INPUT DATA
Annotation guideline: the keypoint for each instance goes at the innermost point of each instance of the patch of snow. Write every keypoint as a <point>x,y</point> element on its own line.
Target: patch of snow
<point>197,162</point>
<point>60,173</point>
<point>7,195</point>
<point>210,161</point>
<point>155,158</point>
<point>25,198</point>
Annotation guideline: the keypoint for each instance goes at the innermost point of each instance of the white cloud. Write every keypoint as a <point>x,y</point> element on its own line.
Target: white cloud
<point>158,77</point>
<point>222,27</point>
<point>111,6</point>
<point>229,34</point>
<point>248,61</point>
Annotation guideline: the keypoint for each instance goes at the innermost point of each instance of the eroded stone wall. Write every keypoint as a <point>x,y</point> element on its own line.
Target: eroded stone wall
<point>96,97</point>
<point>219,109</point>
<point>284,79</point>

WHAT THE EXERCISE ASKS
Copy out the stretch from the start of the records through the line containing "<point>25,198</point>", requests included, and move each answer point by adding 78 to both of its coordinates.

FULL ANSWER
Annotation guideline: the keypoint for each instance goes at the innermost point of each instance of the patch of snow. Write every keypoint as a <point>x,y</point> element on its own line.
Target: patch of snow
<point>275,240</point>
<point>138,251</point>
<point>85,273</point>
<point>288,239</point>
<point>233,236</point>
<point>103,276</point>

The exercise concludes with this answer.